▸ What needs to be done: Please output every line of the material as it stands, without the pictures.

● ● ●

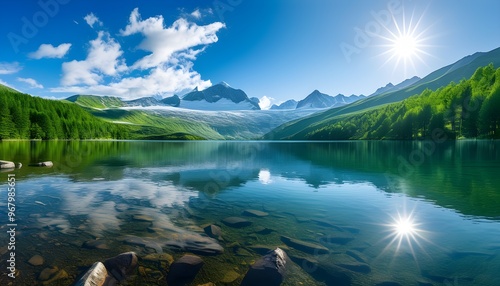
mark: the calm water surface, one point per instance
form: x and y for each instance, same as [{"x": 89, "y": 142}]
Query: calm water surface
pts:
[{"x": 416, "y": 213}]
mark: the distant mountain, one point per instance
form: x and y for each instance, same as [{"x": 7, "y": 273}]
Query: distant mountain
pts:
[
  {"x": 320, "y": 100},
  {"x": 462, "y": 69},
  {"x": 174, "y": 101},
  {"x": 390, "y": 87},
  {"x": 218, "y": 97},
  {"x": 289, "y": 104},
  {"x": 144, "y": 101}
]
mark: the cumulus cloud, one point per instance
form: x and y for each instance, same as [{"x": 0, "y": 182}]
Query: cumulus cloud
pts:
[
  {"x": 161, "y": 80},
  {"x": 31, "y": 82},
  {"x": 167, "y": 44},
  {"x": 196, "y": 14},
  {"x": 9, "y": 68},
  {"x": 165, "y": 70},
  {"x": 91, "y": 19},
  {"x": 103, "y": 59},
  {"x": 49, "y": 51},
  {"x": 266, "y": 102}
]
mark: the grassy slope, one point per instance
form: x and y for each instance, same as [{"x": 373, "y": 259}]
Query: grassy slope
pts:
[
  {"x": 96, "y": 101},
  {"x": 463, "y": 69},
  {"x": 147, "y": 125}
]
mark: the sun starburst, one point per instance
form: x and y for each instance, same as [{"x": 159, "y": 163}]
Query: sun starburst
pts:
[{"x": 406, "y": 43}]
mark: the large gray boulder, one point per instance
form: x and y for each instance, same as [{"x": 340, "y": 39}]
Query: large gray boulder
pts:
[{"x": 269, "y": 270}]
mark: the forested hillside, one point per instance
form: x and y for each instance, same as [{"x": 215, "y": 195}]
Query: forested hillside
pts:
[
  {"x": 25, "y": 117},
  {"x": 469, "y": 109}
]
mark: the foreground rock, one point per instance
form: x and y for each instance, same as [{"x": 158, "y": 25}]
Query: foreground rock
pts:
[
  {"x": 184, "y": 270},
  {"x": 47, "y": 164},
  {"x": 236, "y": 222},
  {"x": 114, "y": 270},
  {"x": 7, "y": 165},
  {"x": 255, "y": 213},
  {"x": 305, "y": 246},
  {"x": 97, "y": 275},
  {"x": 269, "y": 270}
]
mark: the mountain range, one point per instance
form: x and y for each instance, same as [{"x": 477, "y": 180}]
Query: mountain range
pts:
[
  {"x": 454, "y": 73},
  {"x": 223, "y": 112}
]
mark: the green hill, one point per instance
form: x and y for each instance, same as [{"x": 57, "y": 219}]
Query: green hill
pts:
[
  {"x": 456, "y": 72},
  {"x": 469, "y": 109},
  {"x": 26, "y": 117},
  {"x": 98, "y": 102}
]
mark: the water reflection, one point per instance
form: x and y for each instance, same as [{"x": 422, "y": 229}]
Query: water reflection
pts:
[{"x": 152, "y": 197}]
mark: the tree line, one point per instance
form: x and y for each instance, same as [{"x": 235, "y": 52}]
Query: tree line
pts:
[
  {"x": 468, "y": 109},
  {"x": 26, "y": 117}
]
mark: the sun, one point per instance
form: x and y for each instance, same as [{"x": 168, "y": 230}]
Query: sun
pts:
[
  {"x": 406, "y": 43},
  {"x": 404, "y": 227}
]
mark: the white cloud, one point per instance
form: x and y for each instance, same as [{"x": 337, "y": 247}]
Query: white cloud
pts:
[
  {"x": 196, "y": 14},
  {"x": 9, "y": 68},
  {"x": 4, "y": 83},
  {"x": 266, "y": 102},
  {"x": 103, "y": 58},
  {"x": 31, "y": 82},
  {"x": 166, "y": 70},
  {"x": 163, "y": 80},
  {"x": 165, "y": 43},
  {"x": 49, "y": 51},
  {"x": 91, "y": 19}
]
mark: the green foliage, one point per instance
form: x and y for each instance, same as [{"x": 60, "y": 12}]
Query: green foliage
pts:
[
  {"x": 25, "y": 117},
  {"x": 95, "y": 101},
  {"x": 469, "y": 109}
]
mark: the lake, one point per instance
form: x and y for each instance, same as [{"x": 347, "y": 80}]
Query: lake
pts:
[{"x": 415, "y": 213}]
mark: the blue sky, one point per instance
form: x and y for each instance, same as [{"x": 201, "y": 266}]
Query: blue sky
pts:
[{"x": 276, "y": 50}]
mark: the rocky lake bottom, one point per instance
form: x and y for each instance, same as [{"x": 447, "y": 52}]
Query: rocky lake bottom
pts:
[{"x": 337, "y": 226}]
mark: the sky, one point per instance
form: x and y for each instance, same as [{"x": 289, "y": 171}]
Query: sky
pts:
[{"x": 273, "y": 50}]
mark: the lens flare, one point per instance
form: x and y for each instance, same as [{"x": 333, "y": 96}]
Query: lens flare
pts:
[{"x": 406, "y": 42}]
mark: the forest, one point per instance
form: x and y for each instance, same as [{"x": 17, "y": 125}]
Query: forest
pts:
[
  {"x": 468, "y": 109},
  {"x": 27, "y": 117}
]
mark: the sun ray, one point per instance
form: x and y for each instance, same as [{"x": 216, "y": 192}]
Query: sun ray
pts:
[{"x": 406, "y": 42}]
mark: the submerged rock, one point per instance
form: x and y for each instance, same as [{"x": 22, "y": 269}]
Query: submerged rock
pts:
[
  {"x": 7, "y": 165},
  {"x": 121, "y": 265},
  {"x": 255, "y": 213},
  {"x": 356, "y": 267},
  {"x": 305, "y": 246},
  {"x": 47, "y": 273},
  {"x": 263, "y": 230},
  {"x": 213, "y": 231},
  {"x": 236, "y": 222},
  {"x": 196, "y": 244},
  {"x": 336, "y": 238},
  {"x": 269, "y": 270},
  {"x": 140, "y": 217},
  {"x": 97, "y": 275},
  {"x": 61, "y": 274},
  {"x": 230, "y": 277},
  {"x": 95, "y": 244},
  {"x": 36, "y": 260},
  {"x": 184, "y": 270}
]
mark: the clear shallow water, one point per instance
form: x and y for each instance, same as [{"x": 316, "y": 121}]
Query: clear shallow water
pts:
[{"x": 156, "y": 196}]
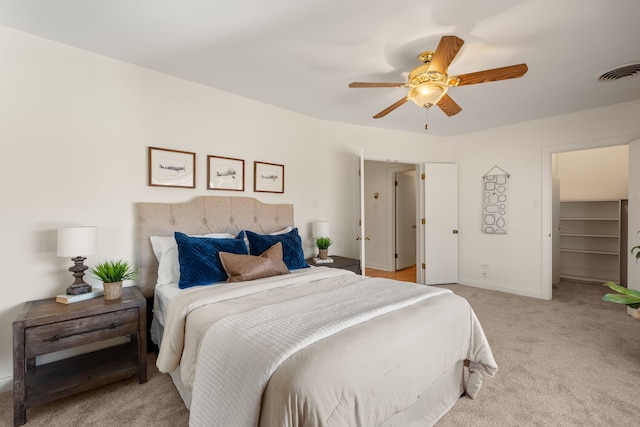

● ● ●

▸ Exercise solution:
mark: the calm water surface, one point per instance
form: x and y for each instance, same as [{"x": 89, "y": 142}]
Query: calm water surface
pts:
[{"x": 416, "y": 213}]
mark: the distant mountain, one point per instance
form: x and y for each instance, same as [{"x": 7, "y": 273}]
Query: distant mountain
pts:
[
  {"x": 320, "y": 100},
  {"x": 462, "y": 69},
  {"x": 174, "y": 101},
  {"x": 390, "y": 87},
  {"x": 218, "y": 97},
  {"x": 289, "y": 104},
  {"x": 144, "y": 101}
]
mark: the cumulus cloud, one point per instance
form: x and y for each instance, same as [{"x": 0, "y": 182}]
Query: cumulus cloud
pts:
[
  {"x": 161, "y": 80},
  {"x": 31, "y": 82},
  {"x": 167, "y": 44},
  {"x": 196, "y": 14},
  {"x": 9, "y": 68},
  {"x": 165, "y": 70},
  {"x": 91, "y": 19},
  {"x": 103, "y": 59},
  {"x": 49, "y": 51},
  {"x": 266, "y": 102}
]
mark: the grassy slope, one point per instance
form: x and y for each instance, same as [{"x": 373, "y": 259}]
Query: grassy slope
pts:
[
  {"x": 96, "y": 101},
  {"x": 463, "y": 69},
  {"x": 147, "y": 125}
]
mark: the sun starburst, one point per instance
form: x and y for each instance, same as [{"x": 159, "y": 163}]
Query: sun starburst
pts:
[{"x": 406, "y": 43}]
mark: the large gray boulder, one point per instance
form: x and y for each instance, same as [{"x": 340, "y": 39}]
Query: large gray boulder
pts:
[{"x": 269, "y": 270}]
mark: the forested hillside, one point per instance
form: x and y for each instance, same as [{"x": 215, "y": 195}]
Query: forested hillside
pts:
[
  {"x": 25, "y": 117},
  {"x": 469, "y": 109}
]
mark: the foreground rock, one point per instance
form: x and y for each instance, same as [{"x": 158, "y": 25}]
Query: foreground rock
pts:
[
  {"x": 184, "y": 270},
  {"x": 47, "y": 164},
  {"x": 236, "y": 222},
  {"x": 114, "y": 270},
  {"x": 7, "y": 165},
  {"x": 255, "y": 213},
  {"x": 305, "y": 246},
  {"x": 97, "y": 275},
  {"x": 269, "y": 270}
]
mark: the mountain range, one point per instance
form: x and y for each instance, same as [{"x": 477, "y": 180}]
Query: mountain range
pts:
[
  {"x": 454, "y": 73},
  {"x": 223, "y": 112}
]
mark: the green hill, one point per instance
form: x and y for each instance, same as [{"x": 57, "y": 219}]
Query: green hill
pts:
[
  {"x": 456, "y": 72},
  {"x": 469, "y": 109},
  {"x": 26, "y": 117},
  {"x": 98, "y": 102}
]
mark: the water reflection, one point per instance
form: x and y for each instance, same as [{"x": 422, "y": 229}]
Query: water reflection
pts:
[{"x": 152, "y": 197}]
mark: the tree line, one point per instance
form: x and y for each instance, same as [{"x": 235, "y": 52}]
Query: tree line
pts:
[
  {"x": 468, "y": 109},
  {"x": 26, "y": 117}
]
mark: the sun, one point per instance
form: x and y for each instance, same as [{"x": 168, "y": 230}]
Query: sun
pts:
[
  {"x": 406, "y": 43},
  {"x": 404, "y": 227}
]
mark: the white cloud, one point per instance
form: x and y for each instance, same as [{"x": 337, "y": 247}]
Query: white cloud
pts:
[
  {"x": 196, "y": 14},
  {"x": 9, "y": 68},
  {"x": 4, "y": 83},
  {"x": 266, "y": 102},
  {"x": 103, "y": 58},
  {"x": 31, "y": 82},
  {"x": 166, "y": 70},
  {"x": 163, "y": 80},
  {"x": 165, "y": 43},
  {"x": 49, "y": 51},
  {"x": 91, "y": 19}
]
mark: the green foliage, one point per instance
form: x and y for each instance, same as [{"x": 60, "y": 12}]
Query: green foliage
pts:
[
  {"x": 25, "y": 117},
  {"x": 95, "y": 101},
  {"x": 469, "y": 109}
]
mark: the lake, one point per instance
form: x and y for each instance, same as [{"x": 347, "y": 80}]
Query: lake
pts:
[{"x": 415, "y": 213}]
mark: the blue sky, one point per instance
form: x and y for each instance, same as [{"x": 201, "y": 266}]
Query: blue sky
pts:
[{"x": 276, "y": 50}]
mark: the rocky lake bottom, one point per instance
form: x and y for each instance, same as [{"x": 447, "y": 52}]
Query: rocky lake bottom
pts:
[{"x": 337, "y": 226}]
mark: the sky, one point per instance
form: x and y for each instance, same as [{"x": 289, "y": 171}]
Query: sky
pts:
[{"x": 273, "y": 50}]
mark: the lens flare, one point per instance
form: x and y for each instance, same as [{"x": 333, "y": 96}]
Query: lens flare
pts:
[{"x": 406, "y": 42}]
mark: the forest, one point per instance
form: x and y for each instance, same as [{"x": 17, "y": 125}]
Query: forest
pts:
[
  {"x": 468, "y": 109},
  {"x": 27, "y": 117}
]
mark: the sun ray, one point per instance
form: x and y for each instance, same as [{"x": 216, "y": 192}]
Query: sun ray
pts:
[{"x": 406, "y": 42}]
mark: the submerged rock, one point per instance
form: x and y for each instance, same as [{"x": 22, "y": 269}]
Query: submerged rock
pts:
[
  {"x": 7, "y": 165},
  {"x": 121, "y": 265},
  {"x": 255, "y": 213},
  {"x": 356, "y": 267},
  {"x": 305, "y": 246},
  {"x": 47, "y": 273},
  {"x": 263, "y": 230},
  {"x": 213, "y": 231},
  {"x": 236, "y": 222},
  {"x": 196, "y": 244},
  {"x": 336, "y": 238},
  {"x": 269, "y": 270},
  {"x": 140, "y": 217},
  {"x": 97, "y": 275},
  {"x": 61, "y": 274},
  {"x": 230, "y": 277},
  {"x": 95, "y": 244},
  {"x": 36, "y": 260},
  {"x": 184, "y": 270}
]
mark: the clear shallow water, one point per instance
form: x and y for each instance, same as [{"x": 316, "y": 121}]
Query: clear shallow water
pts:
[{"x": 156, "y": 196}]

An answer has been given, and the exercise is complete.